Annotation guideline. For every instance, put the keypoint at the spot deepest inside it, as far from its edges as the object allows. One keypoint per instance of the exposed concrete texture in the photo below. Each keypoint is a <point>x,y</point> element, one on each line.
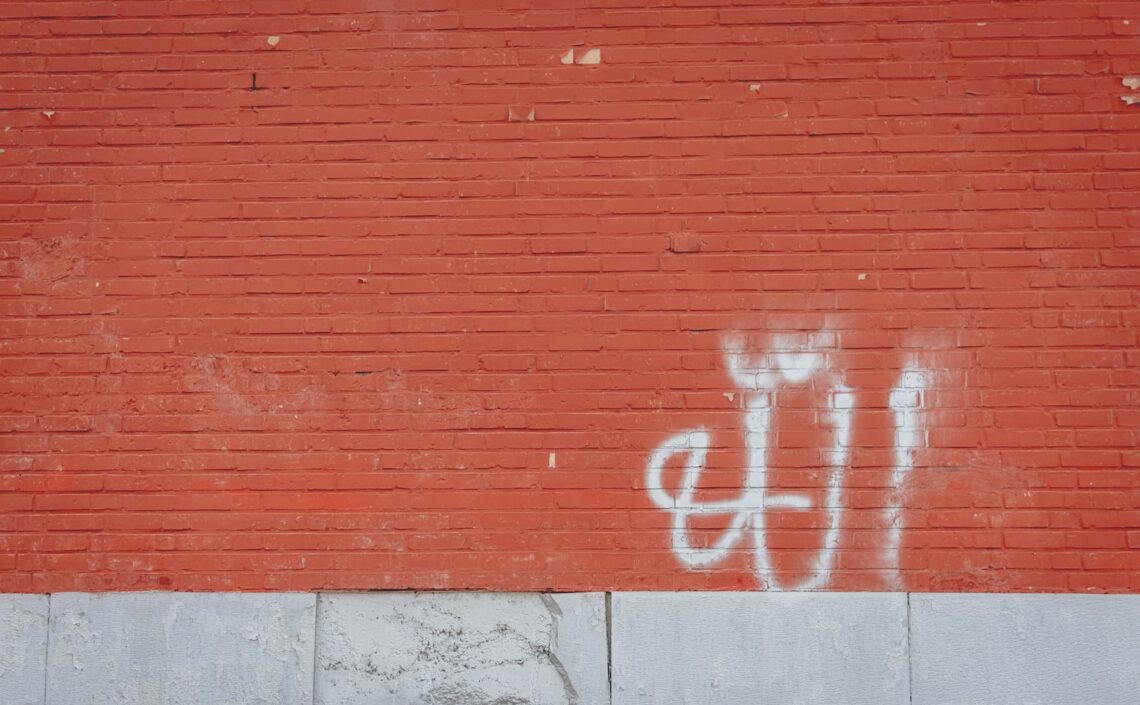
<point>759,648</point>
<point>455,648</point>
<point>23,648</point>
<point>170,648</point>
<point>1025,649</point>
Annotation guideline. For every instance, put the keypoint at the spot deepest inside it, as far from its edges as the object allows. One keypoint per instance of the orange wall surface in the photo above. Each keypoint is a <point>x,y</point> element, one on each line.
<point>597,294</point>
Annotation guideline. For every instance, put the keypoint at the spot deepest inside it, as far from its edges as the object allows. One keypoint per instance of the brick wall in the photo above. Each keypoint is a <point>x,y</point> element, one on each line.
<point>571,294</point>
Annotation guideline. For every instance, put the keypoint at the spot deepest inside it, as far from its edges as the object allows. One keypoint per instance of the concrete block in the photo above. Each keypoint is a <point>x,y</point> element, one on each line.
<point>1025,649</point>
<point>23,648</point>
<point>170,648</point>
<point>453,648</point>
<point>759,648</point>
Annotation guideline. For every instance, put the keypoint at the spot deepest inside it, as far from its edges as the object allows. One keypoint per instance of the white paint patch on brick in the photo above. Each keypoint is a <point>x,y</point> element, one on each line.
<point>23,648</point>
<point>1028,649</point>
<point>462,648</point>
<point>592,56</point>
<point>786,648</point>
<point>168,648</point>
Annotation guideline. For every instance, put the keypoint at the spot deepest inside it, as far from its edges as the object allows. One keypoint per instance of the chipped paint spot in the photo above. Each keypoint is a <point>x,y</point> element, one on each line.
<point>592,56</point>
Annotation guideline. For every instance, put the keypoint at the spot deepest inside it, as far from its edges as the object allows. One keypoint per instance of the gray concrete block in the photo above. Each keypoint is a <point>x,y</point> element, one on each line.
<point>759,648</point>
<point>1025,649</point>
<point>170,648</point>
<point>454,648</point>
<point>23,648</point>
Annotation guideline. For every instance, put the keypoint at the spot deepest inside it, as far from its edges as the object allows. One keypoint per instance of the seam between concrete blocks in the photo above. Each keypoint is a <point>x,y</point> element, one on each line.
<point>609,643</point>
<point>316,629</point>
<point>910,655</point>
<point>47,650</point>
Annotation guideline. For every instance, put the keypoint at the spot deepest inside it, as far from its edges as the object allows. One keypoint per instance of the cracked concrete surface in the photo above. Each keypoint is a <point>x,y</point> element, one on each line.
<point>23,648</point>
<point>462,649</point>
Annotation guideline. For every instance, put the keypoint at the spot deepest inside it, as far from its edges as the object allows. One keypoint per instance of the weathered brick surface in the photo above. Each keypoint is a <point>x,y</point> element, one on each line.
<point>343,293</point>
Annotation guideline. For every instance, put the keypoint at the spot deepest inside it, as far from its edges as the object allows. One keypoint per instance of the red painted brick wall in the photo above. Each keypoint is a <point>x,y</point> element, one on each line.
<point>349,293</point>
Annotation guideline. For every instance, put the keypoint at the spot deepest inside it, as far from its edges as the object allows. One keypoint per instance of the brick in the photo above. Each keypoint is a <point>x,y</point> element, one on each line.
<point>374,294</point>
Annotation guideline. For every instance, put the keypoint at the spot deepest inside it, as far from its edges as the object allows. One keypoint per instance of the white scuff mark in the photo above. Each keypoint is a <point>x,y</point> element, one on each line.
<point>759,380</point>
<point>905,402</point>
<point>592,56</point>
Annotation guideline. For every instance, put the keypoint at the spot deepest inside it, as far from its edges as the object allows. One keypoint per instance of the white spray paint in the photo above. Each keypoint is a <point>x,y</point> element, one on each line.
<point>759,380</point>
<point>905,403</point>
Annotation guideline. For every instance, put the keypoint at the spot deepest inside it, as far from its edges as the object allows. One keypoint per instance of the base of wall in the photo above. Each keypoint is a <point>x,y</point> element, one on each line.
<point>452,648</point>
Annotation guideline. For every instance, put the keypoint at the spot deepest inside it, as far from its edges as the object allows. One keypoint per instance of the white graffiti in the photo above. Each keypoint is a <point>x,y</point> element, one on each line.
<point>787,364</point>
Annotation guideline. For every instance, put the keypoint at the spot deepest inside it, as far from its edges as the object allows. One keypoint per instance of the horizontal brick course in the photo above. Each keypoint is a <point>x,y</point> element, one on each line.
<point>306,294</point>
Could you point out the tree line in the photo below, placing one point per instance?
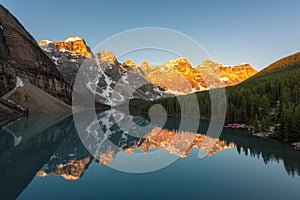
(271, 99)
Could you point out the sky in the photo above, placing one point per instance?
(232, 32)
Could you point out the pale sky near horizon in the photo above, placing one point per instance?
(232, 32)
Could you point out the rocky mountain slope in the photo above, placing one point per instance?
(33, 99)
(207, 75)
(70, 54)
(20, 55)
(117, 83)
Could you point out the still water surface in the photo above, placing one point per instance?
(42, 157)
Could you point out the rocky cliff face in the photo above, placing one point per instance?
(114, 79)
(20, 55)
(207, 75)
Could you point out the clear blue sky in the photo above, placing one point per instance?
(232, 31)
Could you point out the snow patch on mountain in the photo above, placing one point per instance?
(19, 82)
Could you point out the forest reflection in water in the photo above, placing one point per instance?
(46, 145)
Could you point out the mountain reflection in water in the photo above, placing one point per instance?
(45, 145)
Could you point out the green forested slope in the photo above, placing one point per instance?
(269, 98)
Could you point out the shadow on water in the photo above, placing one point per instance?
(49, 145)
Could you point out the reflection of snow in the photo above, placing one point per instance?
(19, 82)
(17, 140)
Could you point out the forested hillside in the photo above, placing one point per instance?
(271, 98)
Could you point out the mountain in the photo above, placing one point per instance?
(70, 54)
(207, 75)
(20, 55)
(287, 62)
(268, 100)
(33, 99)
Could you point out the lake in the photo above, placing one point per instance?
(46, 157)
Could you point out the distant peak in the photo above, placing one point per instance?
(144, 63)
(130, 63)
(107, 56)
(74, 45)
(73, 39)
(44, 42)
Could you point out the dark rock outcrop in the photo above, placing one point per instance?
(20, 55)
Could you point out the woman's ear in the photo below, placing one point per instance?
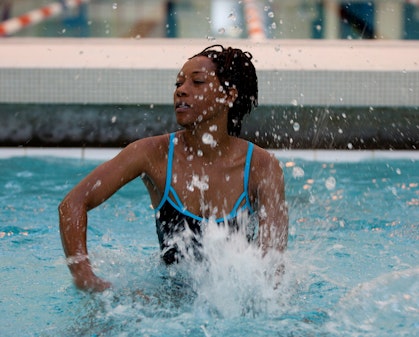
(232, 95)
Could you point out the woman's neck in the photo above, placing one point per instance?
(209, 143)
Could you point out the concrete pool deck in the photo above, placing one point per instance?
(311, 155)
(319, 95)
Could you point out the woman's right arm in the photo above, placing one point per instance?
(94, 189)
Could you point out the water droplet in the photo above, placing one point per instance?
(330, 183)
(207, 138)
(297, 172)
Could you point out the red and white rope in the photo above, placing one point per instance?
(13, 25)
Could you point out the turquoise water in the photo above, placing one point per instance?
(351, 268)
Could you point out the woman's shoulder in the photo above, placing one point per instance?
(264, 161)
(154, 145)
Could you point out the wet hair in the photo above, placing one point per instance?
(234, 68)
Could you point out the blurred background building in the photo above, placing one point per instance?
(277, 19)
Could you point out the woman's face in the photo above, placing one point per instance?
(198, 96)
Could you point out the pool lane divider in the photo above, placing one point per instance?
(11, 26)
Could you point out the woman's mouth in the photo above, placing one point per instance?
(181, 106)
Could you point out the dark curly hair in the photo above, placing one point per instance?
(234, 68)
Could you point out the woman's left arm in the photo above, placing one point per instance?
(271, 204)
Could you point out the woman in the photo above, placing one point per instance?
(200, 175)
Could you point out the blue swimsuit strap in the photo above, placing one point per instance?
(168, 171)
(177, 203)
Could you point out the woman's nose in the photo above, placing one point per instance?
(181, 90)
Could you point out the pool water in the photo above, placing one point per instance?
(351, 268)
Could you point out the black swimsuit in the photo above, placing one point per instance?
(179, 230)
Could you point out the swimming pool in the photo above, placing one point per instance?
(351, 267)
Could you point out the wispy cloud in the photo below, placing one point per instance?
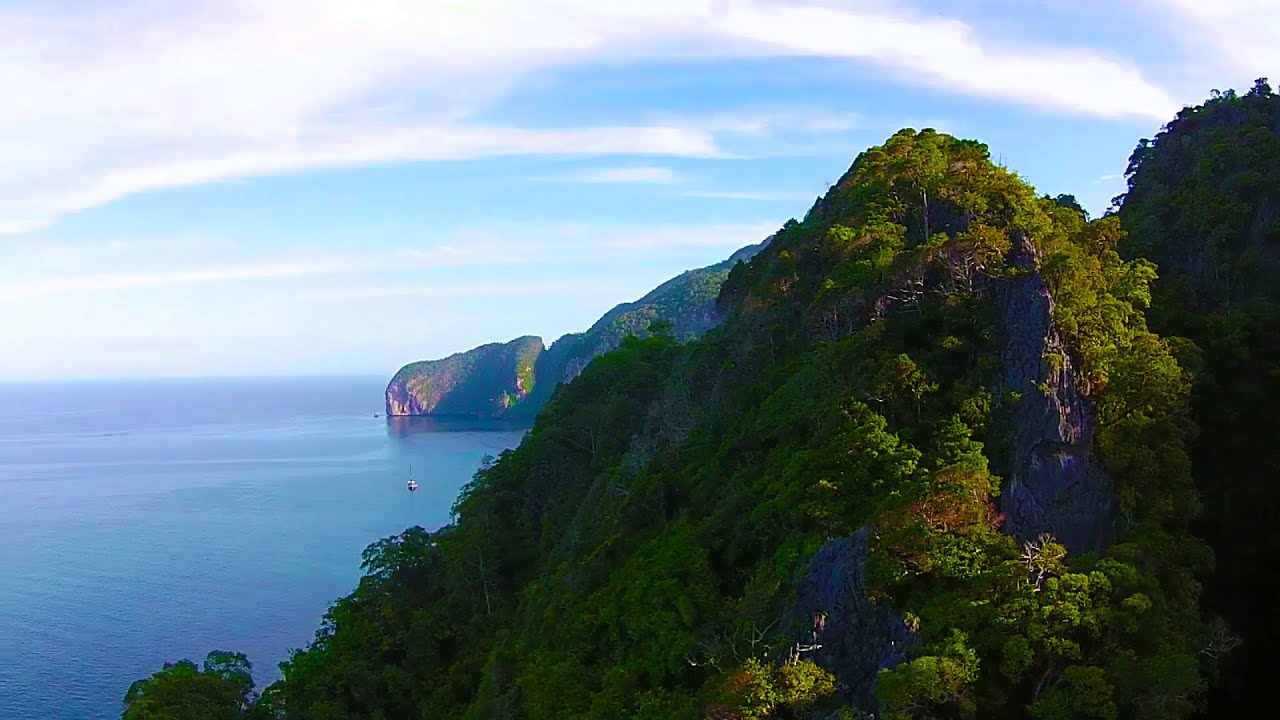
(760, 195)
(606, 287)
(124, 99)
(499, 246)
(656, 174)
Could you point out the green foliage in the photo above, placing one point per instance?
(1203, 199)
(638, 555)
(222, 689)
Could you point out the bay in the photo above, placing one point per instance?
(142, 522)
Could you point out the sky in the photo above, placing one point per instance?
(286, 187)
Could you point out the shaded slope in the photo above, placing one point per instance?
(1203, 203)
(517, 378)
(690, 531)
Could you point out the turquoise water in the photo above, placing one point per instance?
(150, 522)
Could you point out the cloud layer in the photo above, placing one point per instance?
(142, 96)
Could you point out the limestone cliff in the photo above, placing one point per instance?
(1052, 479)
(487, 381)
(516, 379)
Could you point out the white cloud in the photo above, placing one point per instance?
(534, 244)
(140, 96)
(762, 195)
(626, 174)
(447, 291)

· · ·

▶ _TASK PROMPT_
From the material above, write out exactly the lines from the line with "Could you point out the woman's nose" through the closing line, inclusive, and no pictures.

▶ _EXERCISE RESULT_
Could you point out the woman's nose in the photo above, placing one point per instance?
(181, 90)
Could you point out the pool water in the photo above, placing one point per instance?
(351, 268)
Could you point out the black swimsuit in the photo above, placing one point per instance?
(179, 230)
Could you point out the swimming pool in the photo above, placing one point per instance?
(351, 267)
Could you point out the wispy cloud in the photo below, placing one point per instance?
(760, 195)
(606, 287)
(124, 99)
(499, 246)
(656, 174)
Could you point out the green foliage in the photo above, placing one point per instance?
(1203, 199)
(638, 555)
(222, 689)
Could you point out the bay in the photo above, placing one point per instance?
(142, 522)
Could you point out the sky in the photo above, placing one point per instance?
(286, 187)
Could you point out the shaded slope in the photo above, placing one point per instance?
(1203, 203)
(517, 378)
(690, 531)
Could you point out the turquoise water in the photo above, placing one point per instance?
(150, 522)
Could you point out the cloud layer in the photo above, placing one point per instance?
(142, 96)
Could you point out the limestone cliff in the photo above, placing one point per instance?
(1052, 479)
(487, 381)
(516, 379)
Could you point out the white cloud in the photo above, placing one point per instance?
(534, 244)
(140, 96)
(762, 195)
(626, 174)
(447, 291)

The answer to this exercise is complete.